(INSTRUCTIONS TO FOLLOW): Copy out the listing that follows, exact in every word, and skip the images.

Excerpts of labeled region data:
►
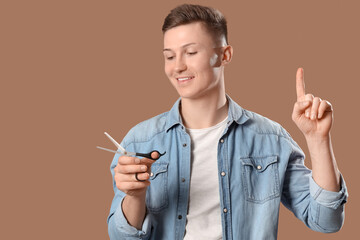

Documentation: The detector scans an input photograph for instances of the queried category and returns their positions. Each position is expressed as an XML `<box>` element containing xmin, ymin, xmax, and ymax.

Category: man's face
<box><xmin>164</xmin><ymin>22</ymin><xmax>224</xmax><ymax>99</ymax></box>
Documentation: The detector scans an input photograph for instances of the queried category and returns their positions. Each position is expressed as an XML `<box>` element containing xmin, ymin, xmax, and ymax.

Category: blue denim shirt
<box><xmin>108</xmin><ymin>97</ymin><xmax>348</xmax><ymax>240</ymax></box>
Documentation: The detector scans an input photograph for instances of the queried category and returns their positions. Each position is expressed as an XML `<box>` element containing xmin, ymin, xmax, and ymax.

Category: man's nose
<box><xmin>175</xmin><ymin>57</ymin><xmax>187</xmax><ymax>72</ymax></box>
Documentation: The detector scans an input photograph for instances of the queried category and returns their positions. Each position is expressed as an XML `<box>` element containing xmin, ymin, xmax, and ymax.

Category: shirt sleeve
<box><xmin>108</xmin><ymin>198</ymin><xmax>151</xmax><ymax>240</ymax></box>
<box><xmin>107</xmin><ymin>143</ymin><xmax>151</xmax><ymax>240</ymax></box>
<box><xmin>281</xmin><ymin>136</ymin><xmax>348</xmax><ymax>233</ymax></box>
<box><xmin>309</xmin><ymin>174</ymin><xmax>348</xmax><ymax>209</ymax></box>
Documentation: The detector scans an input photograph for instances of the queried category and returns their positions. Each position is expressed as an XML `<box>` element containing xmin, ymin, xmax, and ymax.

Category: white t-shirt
<box><xmin>184</xmin><ymin>118</ymin><xmax>227</xmax><ymax>240</ymax></box>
◄
(FINAL RESULT):
Documentation: The detector scans an input photograph for instances of the queried category and returns their positions. Each position is expressed as an XML `<box>` element containing xmin, ymin, xmax, and ymax.

Category: man's face
<box><xmin>164</xmin><ymin>22</ymin><xmax>224</xmax><ymax>99</ymax></box>
Documentation: The detector scans an input photograph for instances of the queried category and returns their positions. Each position is expressed as an XML `<box>` element containing xmin, ymin, xmax, and ymax.

Category: blue denim shirt
<box><xmin>108</xmin><ymin>97</ymin><xmax>348</xmax><ymax>240</ymax></box>
Documentation: The detector scans an input photograph for instances of the queried category and returns their positions. Each position is expressed as an XML `<box>` element containing xmin, ymin, xmax, and ymax.

Category: man's nose
<box><xmin>175</xmin><ymin>57</ymin><xmax>187</xmax><ymax>72</ymax></box>
Documentation: The detector scans an input photograph for instances of the queried category and returns their positions. Each position is expressed as an XML `<box>` element containing xmin, ymin, xmax, and ymax.

Category: shirt sleeve
<box><xmin>108</xmin><ymin>198</ymin><xmax>151</xmax><ymax>240</ymax></box>
<box><xmin>107</xmin><ymin>143</ymin><xmax>151</xmax><ymax>240</ymax></box>
<box><xmin>281</xmin><ymin>136</ymin><xmax>348</xmax><ymax>233</ymax></box>
<box><xmin>309</xmin><ymin>174</ymin><xmax>348</xmax><ymax>209</ymax></box>
Documentation: The detector scans an input photograph for instances of the queried category and returns their positions. Each position is expressed as an XML `<box>` element containing xmin, ymin, xmax, and ymax.

Category: white t-shirt
<box><xmin>184</xmin><ymin>118</ymin><xmax>227</xmax><ymax>240</ymax></box>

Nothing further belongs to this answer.